▸ Task goal
In the passage on Acharya's tenure at the RBI, what was Acharya's position before he joined the central bank?

─── Selected extract

In his last MPC meeting, Acharya flagged fiscal risks that are building up.

He noted that overall public sector borrowing requirements, which appropriately accounts for extra-budgetary resources and other off-balance sheet borrowings of central and state governments, have now reached between 8-9 percent of India’s gross domestic product. This is at a level similar to that in 2013 at the time of the “taper tantrum” crisis.

His view was in sharp contrast to Governor Das’, who believed that the government has been fiscally responsible and that public sector borrowings should be seen as separate.

Also read: MPC Members Concur On Growth Slowdown But Differ Sharply On Fiscal Risks

From Academic To Tough Central Banker

Before coming to RBI, Acharya was professor of economics at New York University’s Stern School of Business. He had replaced Urjit Patel, who took over as governor in September 2016.

At the central bank, Acharya took over the Monetary Policy and Research cluster and also worked closely with the banking regulation divisions of the regulator.

Acharya has significant experience in global finance, specifically in theoretical risk assessment of the financial sector. In 2015, Acharya co-authored a research paper that analysed “the precarious condition of public sector banks” in India. The paper found that “the onus of remedying this situation through radical reform lies primarily with the government".

Acharya took his academic work and helped the regulator move ahead with a clean-up of bank balance sheets. He was instrumental in the design of the new Prompt Corrective Action framework, which ran into trouble with the government. He has also been part of the team that worked on the new stressed asset framework announced by the RBI in February.

Acharya took a hard line with the asset markets as well and reminded participants from time to time that the central bank is here to cater to the Indian economy and not to manage asset prices.

In January 2018, against the backdrop of rising bond yields, Acharya told banks that “interest rate risk of banks cannot be managed over and over again by their regulator.” The comment came after repeated requests from bankers for a special dispensation to provide for treasury losses.

Acharya had taken a similar view on demand for easier liquidity conditions. Liquidity infusions of the central bank are determined by the needs of the economy and not the price of long term assets, Acharya noted against a backdrop of rising bond yields that had prompted calls for more bond purchases from the central bank.

Acharya’s resignation will mean that the government will need to look for a candidate to fill the position. Typically, the deputy governor in-charge of monetary policy is one who has handled that division internally or has an academic track record in the area.

──────
─── Dataset extract

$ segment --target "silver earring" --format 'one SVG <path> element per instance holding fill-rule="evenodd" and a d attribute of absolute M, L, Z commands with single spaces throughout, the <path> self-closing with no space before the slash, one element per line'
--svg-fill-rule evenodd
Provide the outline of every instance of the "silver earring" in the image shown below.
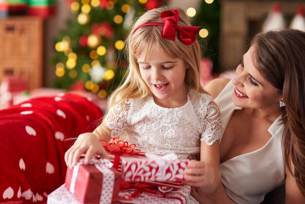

──────

▸ Finished exercise
He was professor of economics at New York University's Stern School of Business.